Source extract START

Faith-based Public Health Preparedness in Cook County
HDI is collaborating with the Cook County Department of Public Health (CCDPH) Community Preparedness and Coordination Unit through a contract to promote public health emergency preparedness among congregations in suburban Cook County (e.g., pandemic flu and other disasters). To achieve this goal, our project includes four aspects: 1) We completed a survey of congregations to understand their current level of preparedness, barriers to working with CCDPH, and areas of support needed to become prepared; 2) completed a first draft of a training curriculum and tools to aid congregations in preparing, including accessing resources made available by CCDPH; 3) created an advisory panel of local religious leaders for the project, and 4) we are developing online and mobile phone-based versions of these materials and tools.
Congregational Preparedness Case Studies
HDI is currently conducting a series of case studies with faith communities from around the Chicago area and throughout Illinois in areas that have been affected by disasters over the last few years. We are conducting and writing up these case studies using exemplars who have established disaster ministries. We are also conducting case studies with congregations at various stages of development, from contemplating getting started to those early in development, and will document their development over time. These case studies will be posted to and available on the HDI website once they complete editing.

Source extract END

▶ Brief
Continue the text on congregational disaster preparedness, starting after its last sentence. The items have no connection to the text on congregational disaster preparedness.

Dataset excerpts START

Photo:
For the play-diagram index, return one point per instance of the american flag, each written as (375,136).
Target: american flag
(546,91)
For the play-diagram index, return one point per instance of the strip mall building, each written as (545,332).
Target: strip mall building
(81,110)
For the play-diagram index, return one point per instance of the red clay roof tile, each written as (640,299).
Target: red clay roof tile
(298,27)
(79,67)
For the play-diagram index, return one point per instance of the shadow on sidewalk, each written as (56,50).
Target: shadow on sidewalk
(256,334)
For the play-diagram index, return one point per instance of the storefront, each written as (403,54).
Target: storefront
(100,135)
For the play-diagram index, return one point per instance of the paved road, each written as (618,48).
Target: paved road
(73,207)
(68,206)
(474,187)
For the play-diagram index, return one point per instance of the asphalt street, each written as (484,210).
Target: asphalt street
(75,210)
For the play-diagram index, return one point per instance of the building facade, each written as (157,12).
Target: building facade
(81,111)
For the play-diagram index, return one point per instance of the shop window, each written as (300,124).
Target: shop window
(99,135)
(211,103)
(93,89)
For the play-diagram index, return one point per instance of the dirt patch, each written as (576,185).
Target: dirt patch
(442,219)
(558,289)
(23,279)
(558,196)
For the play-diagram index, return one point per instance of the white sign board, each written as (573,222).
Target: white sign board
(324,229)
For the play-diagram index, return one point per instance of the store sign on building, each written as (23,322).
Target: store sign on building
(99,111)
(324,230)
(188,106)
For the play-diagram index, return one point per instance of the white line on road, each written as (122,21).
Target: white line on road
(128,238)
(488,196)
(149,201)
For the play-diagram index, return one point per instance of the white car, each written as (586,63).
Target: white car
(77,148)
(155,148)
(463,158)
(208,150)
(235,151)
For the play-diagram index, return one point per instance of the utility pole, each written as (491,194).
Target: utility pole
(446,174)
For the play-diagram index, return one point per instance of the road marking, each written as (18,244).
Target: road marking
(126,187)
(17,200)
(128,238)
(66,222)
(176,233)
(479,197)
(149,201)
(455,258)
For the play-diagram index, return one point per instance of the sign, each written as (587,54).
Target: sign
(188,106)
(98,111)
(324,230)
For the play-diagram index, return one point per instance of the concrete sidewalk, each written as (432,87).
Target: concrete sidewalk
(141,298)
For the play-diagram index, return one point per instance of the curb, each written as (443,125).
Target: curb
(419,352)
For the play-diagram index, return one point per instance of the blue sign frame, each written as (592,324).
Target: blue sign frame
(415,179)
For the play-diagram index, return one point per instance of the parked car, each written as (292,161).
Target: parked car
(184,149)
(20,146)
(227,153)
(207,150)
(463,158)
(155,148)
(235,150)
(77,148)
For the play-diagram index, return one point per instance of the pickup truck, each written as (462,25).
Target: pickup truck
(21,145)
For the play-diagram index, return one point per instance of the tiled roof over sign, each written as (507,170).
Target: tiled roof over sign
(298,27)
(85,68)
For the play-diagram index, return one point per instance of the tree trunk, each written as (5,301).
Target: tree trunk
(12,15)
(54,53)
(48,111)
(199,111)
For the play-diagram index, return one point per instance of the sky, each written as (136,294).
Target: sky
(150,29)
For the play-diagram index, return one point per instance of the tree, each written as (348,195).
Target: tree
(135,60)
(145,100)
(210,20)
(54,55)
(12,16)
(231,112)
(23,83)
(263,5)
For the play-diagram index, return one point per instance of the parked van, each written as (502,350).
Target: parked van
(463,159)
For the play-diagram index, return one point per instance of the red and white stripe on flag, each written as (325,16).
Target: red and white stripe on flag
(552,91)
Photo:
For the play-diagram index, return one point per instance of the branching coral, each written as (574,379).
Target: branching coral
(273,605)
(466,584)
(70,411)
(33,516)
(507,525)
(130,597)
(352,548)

Dataset excerpts END
Dataset excerpts START

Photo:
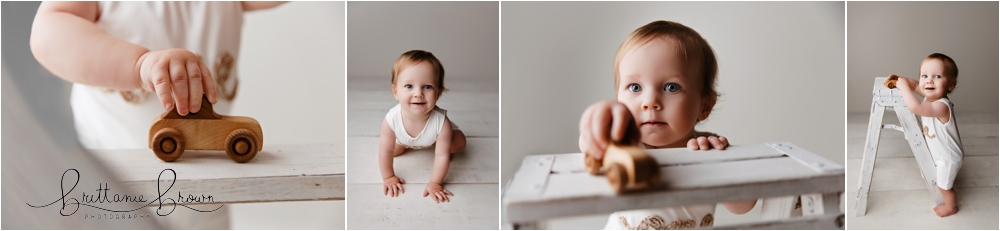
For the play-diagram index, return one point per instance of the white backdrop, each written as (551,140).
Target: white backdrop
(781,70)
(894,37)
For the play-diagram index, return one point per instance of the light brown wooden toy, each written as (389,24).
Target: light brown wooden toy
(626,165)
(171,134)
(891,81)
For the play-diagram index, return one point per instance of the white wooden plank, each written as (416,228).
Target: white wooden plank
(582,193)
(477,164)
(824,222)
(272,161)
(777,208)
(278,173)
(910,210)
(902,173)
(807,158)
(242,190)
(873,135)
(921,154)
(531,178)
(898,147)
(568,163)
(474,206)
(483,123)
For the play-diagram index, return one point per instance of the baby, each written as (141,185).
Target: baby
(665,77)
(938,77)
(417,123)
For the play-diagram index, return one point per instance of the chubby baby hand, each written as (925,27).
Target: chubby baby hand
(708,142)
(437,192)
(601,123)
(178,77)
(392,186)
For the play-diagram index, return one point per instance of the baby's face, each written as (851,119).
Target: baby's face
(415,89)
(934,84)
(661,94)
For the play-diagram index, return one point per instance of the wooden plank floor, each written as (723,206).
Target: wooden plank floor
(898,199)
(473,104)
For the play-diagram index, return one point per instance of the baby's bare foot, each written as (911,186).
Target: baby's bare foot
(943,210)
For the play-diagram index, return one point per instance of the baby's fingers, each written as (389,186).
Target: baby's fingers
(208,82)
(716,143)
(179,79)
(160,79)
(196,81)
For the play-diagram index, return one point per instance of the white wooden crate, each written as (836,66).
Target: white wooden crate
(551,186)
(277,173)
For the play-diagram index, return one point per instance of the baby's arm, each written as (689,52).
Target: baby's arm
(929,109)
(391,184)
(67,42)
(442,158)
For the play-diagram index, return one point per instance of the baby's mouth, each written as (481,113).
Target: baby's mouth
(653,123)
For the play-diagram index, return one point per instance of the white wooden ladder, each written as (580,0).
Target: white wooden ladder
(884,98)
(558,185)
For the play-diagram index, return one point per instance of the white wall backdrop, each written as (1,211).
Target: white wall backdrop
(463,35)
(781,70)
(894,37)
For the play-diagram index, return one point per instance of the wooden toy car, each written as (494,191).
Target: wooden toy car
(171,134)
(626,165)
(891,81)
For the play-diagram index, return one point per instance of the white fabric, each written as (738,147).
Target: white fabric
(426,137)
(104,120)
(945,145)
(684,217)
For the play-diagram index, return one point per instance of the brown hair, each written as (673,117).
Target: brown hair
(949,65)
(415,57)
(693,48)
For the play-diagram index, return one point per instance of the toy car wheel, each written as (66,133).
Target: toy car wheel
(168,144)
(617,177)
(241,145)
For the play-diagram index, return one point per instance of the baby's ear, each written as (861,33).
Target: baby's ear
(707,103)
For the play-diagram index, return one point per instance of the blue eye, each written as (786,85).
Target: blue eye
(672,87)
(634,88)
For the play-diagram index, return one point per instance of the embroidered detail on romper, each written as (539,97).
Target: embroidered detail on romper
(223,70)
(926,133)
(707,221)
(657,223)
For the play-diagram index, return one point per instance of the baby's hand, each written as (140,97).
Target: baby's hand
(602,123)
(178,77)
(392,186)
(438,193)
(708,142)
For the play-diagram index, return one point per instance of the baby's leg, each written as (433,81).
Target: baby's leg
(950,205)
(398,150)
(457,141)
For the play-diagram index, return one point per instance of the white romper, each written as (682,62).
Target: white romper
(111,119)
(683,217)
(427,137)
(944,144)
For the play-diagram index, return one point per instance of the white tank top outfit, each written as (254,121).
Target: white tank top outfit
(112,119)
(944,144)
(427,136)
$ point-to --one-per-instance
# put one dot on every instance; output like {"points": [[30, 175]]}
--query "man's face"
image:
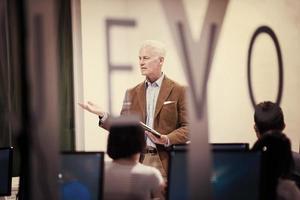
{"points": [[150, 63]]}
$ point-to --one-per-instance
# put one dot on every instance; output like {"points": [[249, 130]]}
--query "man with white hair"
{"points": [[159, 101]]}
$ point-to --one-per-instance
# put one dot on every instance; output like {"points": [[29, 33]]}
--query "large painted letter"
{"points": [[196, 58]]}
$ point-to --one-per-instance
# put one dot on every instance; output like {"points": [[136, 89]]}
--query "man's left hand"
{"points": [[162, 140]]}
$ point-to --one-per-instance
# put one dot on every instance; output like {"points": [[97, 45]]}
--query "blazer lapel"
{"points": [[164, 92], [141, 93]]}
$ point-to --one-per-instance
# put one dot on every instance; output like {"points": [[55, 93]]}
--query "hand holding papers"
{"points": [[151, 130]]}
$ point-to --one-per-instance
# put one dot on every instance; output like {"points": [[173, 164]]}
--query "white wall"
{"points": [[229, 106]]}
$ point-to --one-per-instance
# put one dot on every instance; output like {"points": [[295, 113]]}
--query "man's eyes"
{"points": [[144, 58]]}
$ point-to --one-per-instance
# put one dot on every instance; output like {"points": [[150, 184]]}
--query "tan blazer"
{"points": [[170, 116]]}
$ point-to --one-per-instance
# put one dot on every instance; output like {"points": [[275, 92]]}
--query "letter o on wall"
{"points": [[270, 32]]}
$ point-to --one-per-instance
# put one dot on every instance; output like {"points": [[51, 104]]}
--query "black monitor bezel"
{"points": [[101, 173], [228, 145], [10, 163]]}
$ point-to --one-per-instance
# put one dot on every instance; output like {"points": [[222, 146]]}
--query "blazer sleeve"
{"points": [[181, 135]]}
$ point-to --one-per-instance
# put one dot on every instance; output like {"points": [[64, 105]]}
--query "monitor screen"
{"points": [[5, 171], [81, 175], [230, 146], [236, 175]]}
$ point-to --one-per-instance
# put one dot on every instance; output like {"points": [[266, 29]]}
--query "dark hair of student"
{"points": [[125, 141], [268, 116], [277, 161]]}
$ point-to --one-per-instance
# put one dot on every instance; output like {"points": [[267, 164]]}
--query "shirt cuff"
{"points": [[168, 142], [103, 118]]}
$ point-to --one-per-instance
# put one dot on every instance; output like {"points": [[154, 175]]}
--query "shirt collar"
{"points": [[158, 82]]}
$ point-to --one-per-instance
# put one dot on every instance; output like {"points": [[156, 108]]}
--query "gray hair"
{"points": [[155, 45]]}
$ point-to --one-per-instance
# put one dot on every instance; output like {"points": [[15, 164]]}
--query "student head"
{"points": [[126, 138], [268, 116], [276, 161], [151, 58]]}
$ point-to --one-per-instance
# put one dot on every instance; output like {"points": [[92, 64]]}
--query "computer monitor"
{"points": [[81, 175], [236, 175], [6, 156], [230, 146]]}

Dataset excerpts END

▶ Response area
Faith-based Resilience Program for DuPage County Refugee Families
HDI received a grant from the Grainger Company and is collaborating with World Relief-DuPage to develop a resilience care program for refugee families living in the greater Chicago area. This program will help faith communities learn how to better care for vulnerable refugee families and promote disaster risk reduction. Together, a task force has been formed, and HDI is working to develop a training curriculum that will help faith communities enhance refugee family resilience and reduce disaster vulnerabilities.
Development and Evaluation of a Disaster Chaplain Mobile App
HDI recently received a Wheaton College Aldeen Grant to support the research and development of a mobile application—Spiritual First Aid App—that will provide disaster chaplains (e.g., clergy, lay leaders, mental health providers, etc.) with easy access to evidence-based tutorials on disaster care, and thus help them to be better prepared for and respond to disaster spiritual and emotional needs. This mobile app will operate on iPhone, iPad, and Android platforms and will be designed to enhance disaster chaplaincy practice. This app will also integrate numerous resources and tools for disaster spiritual and emotional care.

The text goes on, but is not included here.